━━━━━ GIVEN ENTRIES ━━━━━

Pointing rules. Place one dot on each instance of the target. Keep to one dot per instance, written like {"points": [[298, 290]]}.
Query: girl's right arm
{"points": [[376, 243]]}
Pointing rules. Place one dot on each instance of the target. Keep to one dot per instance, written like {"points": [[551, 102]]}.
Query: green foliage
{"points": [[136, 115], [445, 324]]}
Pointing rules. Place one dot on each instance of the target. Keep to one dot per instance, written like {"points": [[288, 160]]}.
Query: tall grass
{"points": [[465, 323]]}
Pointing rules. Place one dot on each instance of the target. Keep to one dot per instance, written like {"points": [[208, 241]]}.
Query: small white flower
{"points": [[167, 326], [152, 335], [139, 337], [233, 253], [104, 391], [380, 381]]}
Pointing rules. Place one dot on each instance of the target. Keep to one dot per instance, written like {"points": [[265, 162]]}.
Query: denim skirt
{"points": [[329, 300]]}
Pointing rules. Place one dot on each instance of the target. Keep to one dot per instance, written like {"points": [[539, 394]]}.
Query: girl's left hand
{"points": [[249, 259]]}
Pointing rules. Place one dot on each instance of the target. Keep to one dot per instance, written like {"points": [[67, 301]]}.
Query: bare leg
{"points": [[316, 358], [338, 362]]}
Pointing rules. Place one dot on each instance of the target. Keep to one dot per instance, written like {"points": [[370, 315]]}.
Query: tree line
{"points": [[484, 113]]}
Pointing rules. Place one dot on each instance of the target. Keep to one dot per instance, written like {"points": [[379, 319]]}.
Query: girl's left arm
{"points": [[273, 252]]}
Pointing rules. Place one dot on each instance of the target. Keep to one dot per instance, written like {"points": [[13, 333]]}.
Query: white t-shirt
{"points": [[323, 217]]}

━━━━━

Rewrite the whole listing above, putting "marker" in place of every "dot" and leaving everything else as it is.

SOLUTION TO THIS TASK:
Pointing rules. Place one marker on each instance of the target. Keep to one marker per instance, written like {"points": [[298, 290]]}.
Query: girl's right arm
{"points": [[376, 243]]}
Pointing rules. Place one marker on each instance of the target. Keep to one marker per instance, written like {"points": [[551, 102]]}.
Query: green foliage
{"points": [[136, 115], [445, 324]]}
Pointing rules. Place one marker on each instance of the target. Keep to one marker per instance, written like {"points": [[288, 160]]}.
Query: tall grass
{"points": [[465, 323]]}
Pointing rules. Place one marker on each instance of the target. Keep to one marker per instance, written like {"points": [[208, 241]]}.
Query: small white flower
{"points": [[167, 326], [152, 335], [139, 337], [233, 253], [104, 391], [380, 381]]}
Pointing rules. Place one marker on each instance of the target. Keep to one marker per instance, written like {"points": [[265, 162]]}.
Query: denim skirt
{"points": [[329, 300]]}
Pointing rules. Place one marker on each instance of the target. Keep to one marker per instance, written like {"points": [[539, 394]]}.
Query: girl's left hand
{"points": [[249, 259]]}
Pointing rules. Place one marker on each instance of the target. Keep to one marker per instance, written like {"points": [[67, 301]]}.
Query: bare leg
{"points": [[316, 358], [338, 362]]}
Pointing rules. Place one marker on each instance of the target. Keep to one marker per instance, written like {"points": [[370, 315]]}.
Query: tree line
{"points": [[484, 113]]}
Pointing rules. Place one marker on each instance of the target. Keep to one marker per instance, written like {"points": [[379, 319]]}.
Query: girl's left arm
{"points": [[273, 252]]}
Pointing rules. Place one marker on each instance of the target. Keep to one marker per instance, written like {"points": [[13, 333]]}.
Query: white t-shirt
{"points": [[323, 217]]}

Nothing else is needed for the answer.